Problem to work on
When checking the entries below, count every line with the word "steel", then give only that number.

Excerpted records
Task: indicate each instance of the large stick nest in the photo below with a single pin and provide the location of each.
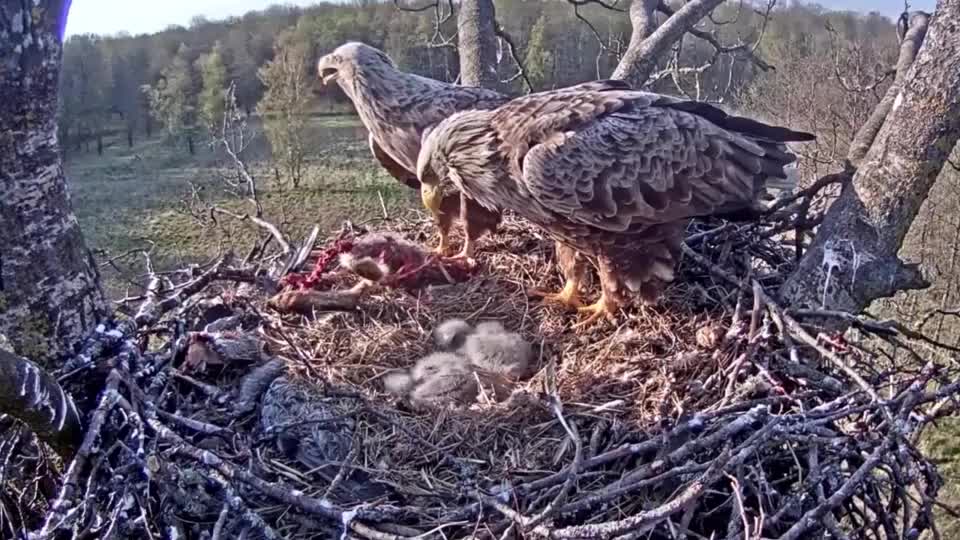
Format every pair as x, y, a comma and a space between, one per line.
717, 413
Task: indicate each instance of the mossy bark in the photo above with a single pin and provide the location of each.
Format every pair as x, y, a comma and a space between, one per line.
476, 32
48, 281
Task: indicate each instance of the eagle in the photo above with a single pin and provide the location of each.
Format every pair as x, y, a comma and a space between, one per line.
396, 108
612, 174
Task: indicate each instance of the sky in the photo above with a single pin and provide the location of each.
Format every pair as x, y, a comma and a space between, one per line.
142, 16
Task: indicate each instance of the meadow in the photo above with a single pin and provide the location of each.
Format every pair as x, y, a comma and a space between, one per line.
134, 200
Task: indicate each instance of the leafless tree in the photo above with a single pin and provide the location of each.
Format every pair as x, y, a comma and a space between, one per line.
854, 258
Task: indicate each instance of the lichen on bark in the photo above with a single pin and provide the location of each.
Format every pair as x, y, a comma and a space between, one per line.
48, 281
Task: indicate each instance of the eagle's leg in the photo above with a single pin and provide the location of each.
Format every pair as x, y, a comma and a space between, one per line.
477, 221
604, 308
569, 295
443, 247
444, 209
573, 266
610, 298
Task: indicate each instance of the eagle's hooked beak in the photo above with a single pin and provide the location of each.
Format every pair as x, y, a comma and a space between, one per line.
430, 195
327, 74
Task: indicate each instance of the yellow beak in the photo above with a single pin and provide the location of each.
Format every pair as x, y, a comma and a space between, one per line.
430, 195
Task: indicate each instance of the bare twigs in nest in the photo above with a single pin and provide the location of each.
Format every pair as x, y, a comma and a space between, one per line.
770, 429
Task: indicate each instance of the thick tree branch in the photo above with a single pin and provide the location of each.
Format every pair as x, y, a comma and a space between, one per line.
910, 41
30, 394
648, 45
853, 259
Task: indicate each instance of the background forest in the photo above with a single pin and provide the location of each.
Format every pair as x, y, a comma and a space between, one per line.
176, 143
138, 113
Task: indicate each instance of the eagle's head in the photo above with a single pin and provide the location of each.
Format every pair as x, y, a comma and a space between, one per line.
460, 149
431, 168
349, 59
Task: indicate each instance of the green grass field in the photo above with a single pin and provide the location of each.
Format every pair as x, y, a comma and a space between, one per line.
133, 198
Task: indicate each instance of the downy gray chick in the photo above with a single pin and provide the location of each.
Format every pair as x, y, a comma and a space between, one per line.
492, 348
451, 334
435, 373
441, 378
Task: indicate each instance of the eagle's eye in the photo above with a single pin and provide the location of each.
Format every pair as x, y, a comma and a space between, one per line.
328, 74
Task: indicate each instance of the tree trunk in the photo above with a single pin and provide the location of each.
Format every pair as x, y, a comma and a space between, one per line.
49, 287
647, 45
853, 259
911, 37
31, 395
477, 34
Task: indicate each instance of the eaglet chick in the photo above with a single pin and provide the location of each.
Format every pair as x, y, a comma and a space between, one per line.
489, 346
436, 378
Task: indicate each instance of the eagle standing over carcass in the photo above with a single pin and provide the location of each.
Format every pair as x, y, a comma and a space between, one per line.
396, 108
613, 174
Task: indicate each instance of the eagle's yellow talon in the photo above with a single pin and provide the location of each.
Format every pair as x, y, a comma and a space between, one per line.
569, 296
601, 309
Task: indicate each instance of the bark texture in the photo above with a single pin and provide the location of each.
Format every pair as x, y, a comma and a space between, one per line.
910, 32
853, 260
476, 30
31, 395
49, 290
648, 45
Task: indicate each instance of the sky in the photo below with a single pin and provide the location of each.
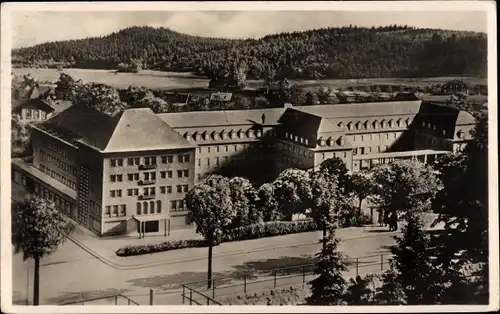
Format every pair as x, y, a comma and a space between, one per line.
34, 27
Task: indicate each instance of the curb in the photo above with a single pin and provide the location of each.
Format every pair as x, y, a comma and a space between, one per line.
232, 253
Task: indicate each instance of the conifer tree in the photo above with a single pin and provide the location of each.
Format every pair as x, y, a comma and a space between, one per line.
329, 285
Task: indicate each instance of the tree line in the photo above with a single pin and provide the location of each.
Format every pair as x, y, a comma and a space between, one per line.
340, 52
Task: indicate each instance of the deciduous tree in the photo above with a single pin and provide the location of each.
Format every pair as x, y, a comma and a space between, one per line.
38, 229
404, 186
292, 192
211, 208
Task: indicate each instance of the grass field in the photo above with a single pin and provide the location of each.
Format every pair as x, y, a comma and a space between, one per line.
188, 81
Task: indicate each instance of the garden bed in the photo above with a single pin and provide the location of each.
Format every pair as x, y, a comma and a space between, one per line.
256, 231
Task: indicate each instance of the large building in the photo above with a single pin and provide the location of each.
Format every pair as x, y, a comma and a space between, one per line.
129, 174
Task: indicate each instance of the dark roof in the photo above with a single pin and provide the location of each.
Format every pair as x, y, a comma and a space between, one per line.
221, 96
131, 130
176, 98
33, 103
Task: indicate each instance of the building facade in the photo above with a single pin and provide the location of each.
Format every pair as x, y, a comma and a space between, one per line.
129, 174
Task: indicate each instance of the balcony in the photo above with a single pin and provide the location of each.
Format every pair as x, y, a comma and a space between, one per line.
147, 167
146, 197
146, 182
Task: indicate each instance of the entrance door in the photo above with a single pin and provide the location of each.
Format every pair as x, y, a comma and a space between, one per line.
151, 226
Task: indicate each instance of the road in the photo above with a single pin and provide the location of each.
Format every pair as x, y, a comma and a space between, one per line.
71, 274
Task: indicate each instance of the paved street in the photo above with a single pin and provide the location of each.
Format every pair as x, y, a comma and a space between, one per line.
72, 274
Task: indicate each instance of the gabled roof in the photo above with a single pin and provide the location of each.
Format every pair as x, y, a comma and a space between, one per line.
132, 130
33, 103
363, 109
141, 129
221, 117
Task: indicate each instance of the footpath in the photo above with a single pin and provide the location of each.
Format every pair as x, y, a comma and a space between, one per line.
105, 251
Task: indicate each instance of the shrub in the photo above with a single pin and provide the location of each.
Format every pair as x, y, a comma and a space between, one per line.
255, 231
131, 250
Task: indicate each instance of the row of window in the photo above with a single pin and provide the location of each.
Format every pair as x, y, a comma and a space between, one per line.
149, 176
116, 210
366, 125
224, 148
60, 203
58, 162
296, 138
145, 208
371, 137
370, 149
58, 177
224, 135
149, 160
295, 150
150, 191
59, 148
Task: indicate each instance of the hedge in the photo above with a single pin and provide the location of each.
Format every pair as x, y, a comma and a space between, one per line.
256, 231
284, 296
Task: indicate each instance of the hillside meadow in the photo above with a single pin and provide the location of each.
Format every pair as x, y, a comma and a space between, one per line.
189, 81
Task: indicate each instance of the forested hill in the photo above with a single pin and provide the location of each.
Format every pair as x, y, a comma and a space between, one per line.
346, 52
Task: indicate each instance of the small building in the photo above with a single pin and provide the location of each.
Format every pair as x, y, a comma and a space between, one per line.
221, 97
36, 107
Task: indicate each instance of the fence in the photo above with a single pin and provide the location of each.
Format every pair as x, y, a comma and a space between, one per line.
117, 299
197, 293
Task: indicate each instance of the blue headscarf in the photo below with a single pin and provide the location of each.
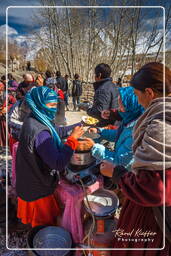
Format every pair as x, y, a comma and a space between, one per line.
130, 102
37, 99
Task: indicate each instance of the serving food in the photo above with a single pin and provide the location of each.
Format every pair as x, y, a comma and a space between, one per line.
90, 120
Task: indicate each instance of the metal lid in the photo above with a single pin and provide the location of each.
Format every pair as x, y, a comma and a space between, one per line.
103, 202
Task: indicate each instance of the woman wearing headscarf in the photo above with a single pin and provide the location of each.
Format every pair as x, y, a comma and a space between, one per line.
41, 156
39, 80
129, 110
142, 213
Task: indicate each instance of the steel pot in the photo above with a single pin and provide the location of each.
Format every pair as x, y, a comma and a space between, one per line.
82, 158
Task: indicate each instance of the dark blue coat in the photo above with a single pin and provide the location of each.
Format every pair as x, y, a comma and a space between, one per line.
105, 97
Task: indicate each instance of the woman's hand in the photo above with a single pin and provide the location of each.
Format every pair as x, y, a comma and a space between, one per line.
92, 130
105, 114
77, 132
107, 168
87, 144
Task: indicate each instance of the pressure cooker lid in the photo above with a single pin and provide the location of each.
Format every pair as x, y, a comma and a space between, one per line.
52, 237
102, 202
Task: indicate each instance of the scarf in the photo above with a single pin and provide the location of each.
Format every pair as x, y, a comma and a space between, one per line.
37, 99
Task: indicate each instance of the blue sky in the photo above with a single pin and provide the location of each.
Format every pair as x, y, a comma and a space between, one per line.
20, 19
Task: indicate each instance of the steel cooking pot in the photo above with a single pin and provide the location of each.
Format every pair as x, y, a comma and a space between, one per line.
82, 158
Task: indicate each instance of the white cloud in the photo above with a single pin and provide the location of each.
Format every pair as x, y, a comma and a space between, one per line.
11, 31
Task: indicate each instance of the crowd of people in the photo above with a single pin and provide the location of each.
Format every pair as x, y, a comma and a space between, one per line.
136, 118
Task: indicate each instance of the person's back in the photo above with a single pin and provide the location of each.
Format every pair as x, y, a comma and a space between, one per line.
106, 94
77, 88
61, 82
130, 111
76, 91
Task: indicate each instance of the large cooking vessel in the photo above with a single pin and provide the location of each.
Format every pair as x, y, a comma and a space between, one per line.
82, 157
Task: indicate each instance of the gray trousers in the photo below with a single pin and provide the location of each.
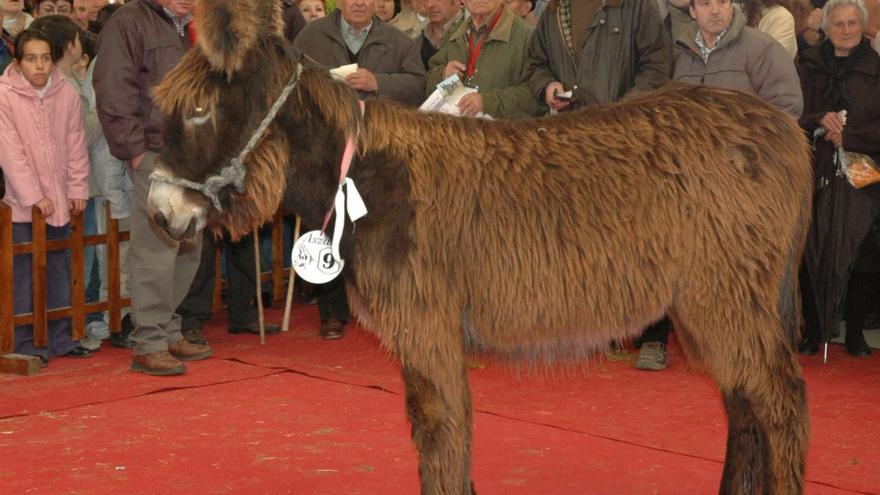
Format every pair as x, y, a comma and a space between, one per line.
240, 266
160, 271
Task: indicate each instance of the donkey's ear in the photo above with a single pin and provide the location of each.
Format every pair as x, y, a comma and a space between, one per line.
227, 30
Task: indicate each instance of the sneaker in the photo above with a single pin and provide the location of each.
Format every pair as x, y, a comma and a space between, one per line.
185, 350
98, 330
159, 363
652, 356
93, 345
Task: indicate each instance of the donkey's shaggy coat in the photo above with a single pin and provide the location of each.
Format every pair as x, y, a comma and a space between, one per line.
535, 238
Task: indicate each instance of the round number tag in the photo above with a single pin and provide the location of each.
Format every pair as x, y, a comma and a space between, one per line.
312, 258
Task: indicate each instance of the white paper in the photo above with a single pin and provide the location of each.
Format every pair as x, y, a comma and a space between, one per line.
446, 96
343, 71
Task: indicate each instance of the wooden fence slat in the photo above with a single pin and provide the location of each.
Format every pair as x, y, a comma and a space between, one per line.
7, 307
77, 279
114, 291
217, 301
38, 259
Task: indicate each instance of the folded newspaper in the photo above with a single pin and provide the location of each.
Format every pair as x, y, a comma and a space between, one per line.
343, 71
446, 96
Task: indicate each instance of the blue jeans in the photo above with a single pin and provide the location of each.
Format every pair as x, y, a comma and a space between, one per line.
57, 293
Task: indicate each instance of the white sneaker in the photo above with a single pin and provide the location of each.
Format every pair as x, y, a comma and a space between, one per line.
652, 356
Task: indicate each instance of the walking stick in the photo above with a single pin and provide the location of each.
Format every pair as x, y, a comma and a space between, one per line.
290, 281
259, 285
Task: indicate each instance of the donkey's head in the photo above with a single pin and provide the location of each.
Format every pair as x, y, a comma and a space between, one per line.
213, 103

Response to the task
2